| The problem |
Return verbatim the passage of the tDAR linking page below, starting with "1. Creating a" and going on through "cite a record?".

| Excerpt |
▬▬▬▬▬▬
Linking Data Sets and Resources in tDAR

Background:

The creation of explicit links between records in tDAR and a dataset (i.e. an image database stem from a number of projects currently in the works at tDAR.  These include:

  1. The Mimbres Ceramic Database
  2. The Chesapeake Project
  3. The University of Arizona TreeRing lab

The work at the Mimbres project was the earliest and provided access to the majority of the materials, and is being used at the model.  There are a number of different ways in which this process could be implemented.  These include

  1. Creating a custom field structure that hangs off of a project or collection and anything in that collection can use that custom field structure. This would be pretty simple and straightforward, and have some nice benefits in terms of clarity and management, but it has a few issues:
    1. duplication of data (with the dataset) and thus synchronization
    2. complexity of management (adding an additional place to manage fields)
  2. Not creating tDAR records for each of the images, or media and producing some sort of mapping. This would be simpler, but have the main problem of how do you search, link or cite a record?
    1. In this model, things would live in the database, which would be fine, but things would no longer be visible to the tDAR record search, users could not browse or view them easily, but would have to go into a tDAR record for the dataset, and then find the record
  3. Creating an explicit link between a dataset and a set of resources in tDAR (perhaps via a project or a collection).  In this case:
    1. The dataset maintains itself as an entity
    2. The data table columns can be used for field configuration and mapping if needed
    3. The resource is still a resource in tDAR
    4. When the dataset is updated, a simple reindex is all that's needed (and can be automated)
▬▬▬▬▬▬
| Supplied information |
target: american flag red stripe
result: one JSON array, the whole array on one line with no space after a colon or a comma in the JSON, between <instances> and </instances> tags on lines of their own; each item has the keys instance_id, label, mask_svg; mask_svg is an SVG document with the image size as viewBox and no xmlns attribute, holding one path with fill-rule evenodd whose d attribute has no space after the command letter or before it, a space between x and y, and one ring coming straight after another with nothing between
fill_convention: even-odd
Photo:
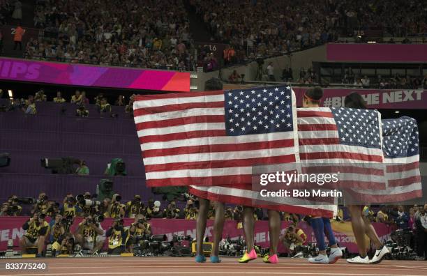
<instances>
[{"instance_id":1,"label":"american flag red stripe","mask_svg":"<svg viewBox=\"0 0 427 276\"><path fill-rule=\"evenodd\" d=\"M299 109L297 115L299 156L303 172L334 172L339 170L341 174L340 185L344 187L357 190L385 189L382 166L380 166L380 169L378 167L359 167L360 163L382 164L383 154L380 148L340 145L338 128L329 109ZM324 166L317 166L320 163L333 163L334 167L329 165L327 168ZM358 176L354 176L354 174ZM345 179L346 176L349 179ZM308 187L306 184L302 184ZM299 186L301 185L294 185ZM324 187L327 187L327 185L324 185ZM211 200L232 200L234 203L244 202L257 206L269 206L270 208L290 213L331 216L335 210L334 204L326 204L326 202L320 204L318 202L295 198L292 199L293 204L290 203L289 198L260 200L255 197L257 192L251 189L252 187L249 185L217 185L209 187L191 186L190 190L196 195ZM257 199L254 200L254 198ZM274 199L276 200L274 203L270 201Z\"/></svg>"},{"instance_id":2,"label":"american flag red stripe","mask_svg":"<svg viewBox=\"0 0 427 276\"><path fill-rule=\"evenodd\" d=\"M254 165L297 162L295 130L227 135L224 98L223 91L136 97L148 186L250 183Z\"/></svg>"}]
</instances>

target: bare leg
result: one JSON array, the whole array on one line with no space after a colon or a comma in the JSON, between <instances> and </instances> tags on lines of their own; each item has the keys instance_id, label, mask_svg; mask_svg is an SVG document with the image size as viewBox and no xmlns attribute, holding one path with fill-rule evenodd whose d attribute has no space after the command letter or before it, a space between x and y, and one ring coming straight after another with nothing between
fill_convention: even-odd
<instances>
[{"instance_id":1,"label":"bare leg","mask_svg":"<svg viewBox=\"0 0 427 276\"><path fill-rule=\"evenodd\" d=\"M40 254L45 249L45 236L40 236L37 239L37 254Z\"/></svg>"},{"instance_id":2,"label":"bare leg","mask_svg":"<svg viewBox=\"0 0 427 276\"><path fill-rule=\"evenodd\" d=\"M253 207L244 206L243 227L246 240L246 252L250 252L254 248L253 231L255 227L255 218L253 217Z\"/></svg>"},{"instance_id":3,"label":"bare leg","mask_svg":"<svg viewBox=\"0 0 427 276\"><path fill-rule=\"evenodd\" d=\"M95 250L98 251L98 252L100 252L101 250L103 250L103 247L104 246L104 240L98 240L96 242L96 245L95 245ZM130 252L133 253L133 245L130 245Z\"/></svg>"},{"instance_id":4,"label":"bare leg","mask_svg":"<svg viewBox=\"0 0 427 276\"><path fill-rule=\"evenodd\" d=\"M218 256L219 243L223 238L223 229L224 229L225 213L224 204L216 202L215 204L215 222L214 224L214 248L211 256Z\"/></svg>"},{"instance_id":5,"label":"bare leg","mask_svg":"<svg viewBox=\"0 0 427 276\"><path fill-rule=\"evenodd\" d=\"M365 243L365 222L362 217L362 209L360 205L350 205L348 208L352 216L352 228L356 238L360 256L366 256L366 244Z\"/></svg>"},{"instance_id":6,"label":"bare leg","mask_svg":"<svg viewBox=\"0 0 427 276\"><path fill-rule=\"evenodd\" d=\"M207 213L209 210L209 201L199 199L199 212L196 225L196 254L203 255L203 239L206 230Z\"/></svg>"},{"instance_id":7,"label":"bare leg","mask_svg":"<svg viewBox=\"0 0 427 276\"><path fill-rule=\"evenodd\" d=\"M270 231L270 255L277 254L277 245L278 245L279 236L280 235L280 215L274 210L269 210L269 229Z\"/></svg>"},{"instance_id":8,"label":"bare leg","mask_svg":"<svg viewBox=\"0 0 427 276\"><path fill-rule=\"evenodd\" d=\"M382 243L381 243L381 240L380 240L380 238L375 231L375 229L366 217L364 217L363 219L364 222L365 223L365 233L374 243L375 245L375 249L380 250L382 247Z\"/></svg>"},{"instance_id":9,"label":"bare leg","mask_svg":"<svg viewBox=\"0 0 427 276\"><path fill-rule=\"evenodd\" d=\"M20 247L21 247L21 252L22 254L27 254L27 238L22 237L20 239Z\"/></svg>"}]
</instances>

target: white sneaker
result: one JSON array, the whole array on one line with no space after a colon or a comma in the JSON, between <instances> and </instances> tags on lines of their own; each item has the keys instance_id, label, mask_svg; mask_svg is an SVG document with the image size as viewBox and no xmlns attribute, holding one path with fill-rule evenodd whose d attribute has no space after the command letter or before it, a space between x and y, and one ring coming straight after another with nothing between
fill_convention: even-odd
<instances>
[{"instance_id":1,"label":"white sneaker","mask_svg":"<svg viewBox=\"0 0 427 276\"><path fill-rule=\"evenodd\" d=\"M329 263L335 263L343 256L343 251L340 248L331 248L331 254L328 258Z\"/></svg>"},{"instance_id":2,"label":"white sneaker","mask_svg":"<svg viewBox=\"0 0 427 276\"><path fill-rule=\"evenodd\" d=\"M320 254L317 256L309 258L308 262L311 263L329 263L329 259L327 255Z\"/></svg>"},{"instance_id":3,"label":"white sneaker","mask_svg":"<svg viewBox=\"0 0 427 276\"><path fill-rule=\"evenodd\" d=\"M372 260L369 261L370 263L380 263L381 261L382 261L382 258L387 254L390 253L389 249L385 247L385 245L382 246L380 250L375 251L375 254L372 257Z\"/></svg>"},{"instance_id":4,"label":"white sneaker","mask_svg":"<svg viewBox=\"0 0 427 276\"><path fill-rule=\"evenodd\" d=\"M360 256L357 256L354 258L347 259L347 262L350 263L363 263L363 264L368 264L369 263L369 257L368 256L364 258L361 257Z\"/></svg>"}]
</instances>

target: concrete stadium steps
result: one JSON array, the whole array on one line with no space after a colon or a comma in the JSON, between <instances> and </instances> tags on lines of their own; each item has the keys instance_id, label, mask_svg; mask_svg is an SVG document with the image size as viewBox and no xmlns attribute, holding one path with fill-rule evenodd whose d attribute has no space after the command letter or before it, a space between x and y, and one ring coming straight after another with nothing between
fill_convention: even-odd
<instances>
[{"instance_id":1,"label":"concrete stadium steps","mask_svg":"<svg viewBox=\"0 0 427 276\"><path fill-rule=\"evenodd\" d=\"M72 156L86 161L89 168L90 174L102 175L107 168L107 164L112 158L120 157L126 163L126 172L130 176L144 177L145 171L142 164L142 158L139 156L117 155L110 153L87 153L73 151L14 151L0 149L1 152L10 153L10 165L0 168L1 172L26 173L49 174L50 170L41 167L40 159L60 158Z\"/></svg>"},{"instance_id":2,"label":"concrete stadium steps","mask_svg":"<svg viewBox=\"0 0 427 276\"><path fill-rule=\"evenodd\" d=\"M86 191L96 192L96 185L103 178L113 181L113 190L119 194L123 201L131 200L135 194L141 195L147 201L152 197L151 188L145 186L144 177L72 176L38 174L6 174L0 169L0 200L4 202L11 194L22 197L37 197L38 193L45 192L50 199L62 202L67 193L73 195ZM155 197L160 199L161 197Z\"/></svg>"}]
</instances>

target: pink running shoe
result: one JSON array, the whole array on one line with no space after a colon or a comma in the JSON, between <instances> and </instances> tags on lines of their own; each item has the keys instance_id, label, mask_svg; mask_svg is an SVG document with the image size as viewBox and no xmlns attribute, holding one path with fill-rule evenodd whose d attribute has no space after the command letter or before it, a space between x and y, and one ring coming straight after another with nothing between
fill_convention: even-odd
<instances>
[{"instance_id":1,"label":"pink running shoe","mask_svg":"<svg viewBox=\"0 0 427 276\"><path fill-rule=\"evenodd\" d=\"M264 255L264 258L262 258L262 261L264 261L266 263L278 263L278 258L277 257L277 254L274 254L274 255L269 255L268 254L266 254L265 255Z\"/></svg>"},{"instance_id":2,"label":"pink running shoe","mask_svg":"<svg viewBox=\"0 0 427 276\"><path fill-rule=\"evenodd\" d=\"M249 261L257 259L257 252L253 249L250 253L246 252L244 255L239 259L239 263L248 263Z\"/></svg>"}]
</instances>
▬▬▬▬▬▬
| Written solution |
1. Creating a custom field structure that hangs off of a project or collection and anything in that collection can use that custom field structure. This would be pretty simple and straightforward, and have some nice benefits in terms of clarity and management, but it has a few issues:
    1. duplication of data (with the dataset) and thus synchronization
    2. complexity of management (adding an additional place to manage fields)
  2. Not creating tDAR records for each of the images, or media and producing some sort of mapping. This would be simpler, but have the main problem of how do you search, link or cite a record?